> Dataset excerpts
* * *

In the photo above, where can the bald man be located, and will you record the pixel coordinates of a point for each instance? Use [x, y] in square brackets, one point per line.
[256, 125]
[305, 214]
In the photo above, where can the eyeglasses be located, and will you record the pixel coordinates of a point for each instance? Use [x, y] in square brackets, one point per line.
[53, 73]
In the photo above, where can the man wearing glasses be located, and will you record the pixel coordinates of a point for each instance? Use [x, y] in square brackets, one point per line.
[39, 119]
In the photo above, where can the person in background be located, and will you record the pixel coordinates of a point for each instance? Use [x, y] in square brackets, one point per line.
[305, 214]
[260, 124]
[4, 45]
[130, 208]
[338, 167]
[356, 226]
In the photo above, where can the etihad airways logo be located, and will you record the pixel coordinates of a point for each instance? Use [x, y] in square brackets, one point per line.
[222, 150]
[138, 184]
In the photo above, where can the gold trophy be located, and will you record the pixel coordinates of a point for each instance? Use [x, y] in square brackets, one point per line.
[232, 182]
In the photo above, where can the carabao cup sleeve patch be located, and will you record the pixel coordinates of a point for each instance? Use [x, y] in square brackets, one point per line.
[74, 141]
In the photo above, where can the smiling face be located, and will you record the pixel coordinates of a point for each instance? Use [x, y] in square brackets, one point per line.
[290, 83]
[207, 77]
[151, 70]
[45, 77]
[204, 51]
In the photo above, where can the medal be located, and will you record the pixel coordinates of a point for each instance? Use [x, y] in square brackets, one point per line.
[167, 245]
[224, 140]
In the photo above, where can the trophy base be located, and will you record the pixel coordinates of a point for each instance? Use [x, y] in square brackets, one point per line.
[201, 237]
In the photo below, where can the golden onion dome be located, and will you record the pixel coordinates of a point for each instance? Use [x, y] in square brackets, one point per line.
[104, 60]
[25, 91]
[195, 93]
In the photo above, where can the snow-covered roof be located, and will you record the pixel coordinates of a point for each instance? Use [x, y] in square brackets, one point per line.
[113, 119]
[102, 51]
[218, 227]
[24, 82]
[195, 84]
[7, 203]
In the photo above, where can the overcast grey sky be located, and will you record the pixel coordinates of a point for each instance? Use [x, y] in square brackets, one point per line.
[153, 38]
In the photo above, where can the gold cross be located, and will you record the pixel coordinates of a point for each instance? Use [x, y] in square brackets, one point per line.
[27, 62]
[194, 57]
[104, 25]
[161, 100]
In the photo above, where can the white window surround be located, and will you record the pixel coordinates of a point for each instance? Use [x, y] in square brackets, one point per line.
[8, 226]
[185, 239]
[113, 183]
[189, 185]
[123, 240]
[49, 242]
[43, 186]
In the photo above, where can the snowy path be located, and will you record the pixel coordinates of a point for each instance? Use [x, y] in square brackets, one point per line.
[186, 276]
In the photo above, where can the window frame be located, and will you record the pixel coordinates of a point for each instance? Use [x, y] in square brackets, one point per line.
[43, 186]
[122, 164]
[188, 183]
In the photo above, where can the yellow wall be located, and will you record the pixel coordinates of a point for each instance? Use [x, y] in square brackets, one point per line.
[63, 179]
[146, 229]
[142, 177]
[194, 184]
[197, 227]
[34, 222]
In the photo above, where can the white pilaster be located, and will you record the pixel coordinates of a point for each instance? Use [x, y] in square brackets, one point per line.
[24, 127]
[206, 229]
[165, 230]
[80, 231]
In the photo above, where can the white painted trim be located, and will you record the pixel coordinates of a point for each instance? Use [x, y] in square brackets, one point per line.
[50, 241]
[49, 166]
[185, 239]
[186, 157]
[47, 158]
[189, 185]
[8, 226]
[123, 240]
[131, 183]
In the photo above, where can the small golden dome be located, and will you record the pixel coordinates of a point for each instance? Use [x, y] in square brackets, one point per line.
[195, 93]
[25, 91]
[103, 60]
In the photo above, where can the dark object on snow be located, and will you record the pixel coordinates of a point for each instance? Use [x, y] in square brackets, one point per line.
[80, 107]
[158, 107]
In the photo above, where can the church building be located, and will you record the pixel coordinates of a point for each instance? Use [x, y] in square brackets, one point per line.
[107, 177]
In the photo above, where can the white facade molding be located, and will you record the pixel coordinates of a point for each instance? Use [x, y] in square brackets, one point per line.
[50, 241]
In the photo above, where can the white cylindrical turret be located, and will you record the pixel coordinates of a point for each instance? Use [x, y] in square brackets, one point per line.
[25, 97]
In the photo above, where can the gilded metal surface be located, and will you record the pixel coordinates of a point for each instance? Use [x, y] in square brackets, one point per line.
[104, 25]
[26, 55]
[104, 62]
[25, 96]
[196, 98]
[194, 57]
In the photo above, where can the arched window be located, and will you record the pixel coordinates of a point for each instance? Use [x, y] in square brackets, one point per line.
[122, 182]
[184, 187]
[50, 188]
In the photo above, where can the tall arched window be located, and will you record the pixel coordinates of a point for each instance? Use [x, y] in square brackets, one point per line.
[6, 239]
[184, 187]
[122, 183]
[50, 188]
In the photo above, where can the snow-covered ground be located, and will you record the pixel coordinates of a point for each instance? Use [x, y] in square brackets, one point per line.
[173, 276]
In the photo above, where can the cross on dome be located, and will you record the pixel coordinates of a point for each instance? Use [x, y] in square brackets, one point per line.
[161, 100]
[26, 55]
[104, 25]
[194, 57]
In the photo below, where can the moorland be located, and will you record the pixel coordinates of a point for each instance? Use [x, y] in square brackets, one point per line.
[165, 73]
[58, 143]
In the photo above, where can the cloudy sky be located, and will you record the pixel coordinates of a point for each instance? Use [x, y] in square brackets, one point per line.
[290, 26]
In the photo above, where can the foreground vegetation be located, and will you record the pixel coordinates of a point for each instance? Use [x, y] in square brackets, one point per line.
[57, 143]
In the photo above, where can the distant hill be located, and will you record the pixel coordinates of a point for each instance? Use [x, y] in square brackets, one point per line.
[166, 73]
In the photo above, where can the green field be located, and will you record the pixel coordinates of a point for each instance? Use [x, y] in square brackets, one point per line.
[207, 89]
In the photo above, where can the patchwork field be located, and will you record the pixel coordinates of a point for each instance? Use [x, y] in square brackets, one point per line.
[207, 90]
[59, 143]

* * *

> Set problem
Your task is to return the full listing exactly as it was given.

> Correct output
In the photo above, where can the bald man be located, and will you record the pixel coordinates of a point for each instance? Use [x, y] in square brackets, one point per line.
[256, 125]
[305, 214]
In the photo above, where can the eyeglasses be located, and will you record the pixel coordinates of a point for each instance? Use [x, y] in square brackets, one point per line.
[53, 73]
In the photo above, where can the man wearing glasses be located, and will you record the pixel coordinates of a point for each instance? Use [x, y] in square brackets, one point per line.
[39, 119]
In the photo above, where can the person in background be located, and will you record the pixel coordinates of a point for each instance? Use [x, y] in square brackets, one point per line.
[305, 214]
[260, 124]
[4, 45]
[130, 208]
[338, 167]
[356, 226]
In the photo above, where can the etihad airways logo be located, and will you record the pixel coordinates of a point for each instance? Use [x, y] in square brackets, one point per line.
[222, 150]
[138, 184]
In the photo above, where can the gold trophy be located, and will you record the pixel coordinates of a point for each instance? Use [x, y] in square brackets, one point per line.
[232, 182]
In the photo above, where can the carabao cup sleeve patch be located, and will you record the pixel coordinates of a point for each instance? Use [x, y] in square brackets, one point per line.
[74, 141]
In the photo above, where can the smiling face be located, and will you record the pixel coordinates of a point for each instance? Use [x, y] in square brackets, one point per line.
[290, 83]
[207, 77]
[151, 70]
[45, 77]
[204, 51]
In the photo above, where can the medal be located, and will you record the pixel coordinates of a point for each instance? Use [x, y] in square brackets, one point per line.
[167, 245]
[224, 140]
In the photo above, where can the trophy base be located, and will you record the pixel coordinates of a point for each instance? Use [x, y] in square brackets, one point per line.
[201, 237]
In the photo below, where can the golden onion dome be located, and will you record the pixel coordinates of a point for each instance? Use [x, y] in square brackets, one point per line.
[104, 60]
[25, 91]
[195, 93]
In the photo above, where can the snow-covered roof be located, and will you record the pixel coordinates of a point for each instance? Use [x, y] in square brackets, one point per line.
[113, 119]
[102, 51]
[218, 227]
[24, 82]
[195, 84]
[7, 203]
In the photo above, where can the overcast grey sky be located, and will you record the pixel coordinates of a point for each instance? Use [x, y] in square brackets, one point per line.
[153, 38]
In the photo above, where can the gold cross be located, and will you record the pixel coordinates of a point for each instance? Use [x, y] in square brackets, one point per line.
[27, 62]
[194, 57]
[104, 25]
[161, 100]
In the photo above, where can the white window surround be located, and will you record the pixel coordinates of a point for each instance? Use [x, y] in square brackets, one point per line.
[8, 226]
[185, 239]
[113, 183]
[189, 185]
[123, 240]
[49, 242]
[43, 186]
In the photo above, where can the snowy path be located, and will you record the pixel coordinates of a point for each instance? Use [x, y] in square brackets, one point per line.
[186, 276]
In the photo above, where can the window frame be located, and will you record the pixel coordinates of a point for each instance? Use [x, y] in square brackets, one point per line.
[43, 186]
[122, 164]
[188, 183]
In the photo above, where can the yellow wall be located, and will you record the pixel coordinates of a point for each instance? Use [x, y] in square brackets, one point per line.
[63, 179]
[146, 229]
[142, 177]
[194, 184]
[197, 227]
[34, 222]
In the photo above, where can the white pilaster be located, and will you record the pixel coordinates of a point for each instance? Use [x, y] in square brackets, one point per line.
[24, 127]
[206, 229]
[165, 230]
[80, 231]
In the photo above, where can the white painted trim be located, and will you record the pixel coordinates of a point for each instance? Use [x, y] in square brackets, one point per line.
[50, 241]
[49, 166]
[185, 239]
[186, 157]
[47, 158]
[189, 185]
[8, 226]
[123, 240]
[131, 183]
In the photo above, where can the small golden dome be located, and will you record the pixel coordinates of a point for each instance? Use [x, y] in square brackets, one point per line.
[195, 93]
[25, 91]
[103, 60]
In the photo above, where can the dark object on snow be located, and will you record the pixel coordinates of a point for each instance? Use [x, y] in square brackets, one point per line.
[80, 107]
[158, 107]
In the photo above, where can the church building be located, and will you record the pixel coordinates of a point for each instance? Use [x, y] in square brackets, one point per line.
[107, 177]
In the photo above, where can the white facade molding be located, and will you record the pixel coordinates of a point for each instance? Use [x, y] in square brackets, one point per line.
[50, 241]
In the photo above, where can the white cylindrical turret be located, and will you record the pixel coordinates of a point for each instance? Use [x, y] in square brackets, one point per line.
[25, 97]
In the photo above, where can the gilded metal surface be located, and will you record the pixel coordinates of a point for each instance? Use [x, y] in square brackets, one point per line.
[104, 25]
[26, 55]
[104, 62]
[25, 96]
[196, 98]
[194, 57]
In the photo above, where can the arched window be located, and will you record the pixel coordinates of a point for each instance? Use [x, y] in square brackets, one point per line.
[122, 182]
[184, 187]
[50, 188]
In the photo above, where can the tall arched window be located, and will you record the pixel coordinates of a point for each instance? Use [x, y] in square brackets, one point per line.
[6, 239]
[184, 187]
[122, 183]
[50, 188]
In the photo above, where can the snow-covered ground be located, and will you record the pixel coordinates of a point for each instance? Use [x, y] in square brackets, one point per line.
[173, 276]
In the photo above, where can the cross on dome be located, and will you record the pixel coordinates of a point for each instance? Use [x, y] in square brackets, one point per line.
[161, 100]
[26, 55]
[104, 25]
[194, 57]
In the photo below, where can the moorland be located, and will you record the pixel coordinates of a point for each instance? Use [x, y] in square brackets, one point per line.
[165, 73]
[58, 143]
In the photo above, where can the cloudy sky be located, and will you record the pixel coordinates of a point for each instance? Use [x, y] in square brackets, one point per line.
[290, 26]
In the photo above, where can the foreground vegetation be located, and will you record the pixel coordinates of a point for each instance? Use [x, y] in square brackets, one point per line.
[57, 143]
In the photo above, where can the distant hill be located, and will you record the pixel coordinates of a point for each instance? Use [x, y] in square brackets, one point per line.
[166, 73]
In the photo above, where can the green field be located, and will you record the pixel coordinates of a point for each instance? Use [x, y] in square brackets, one point per line.
[207, 89]
In the photo above, where can the patchwork field be located, and will you record the pixel coordinates of a point for each instance? Use [x, y] in square brackets, one point per line.
[207, 90]
[59, 143]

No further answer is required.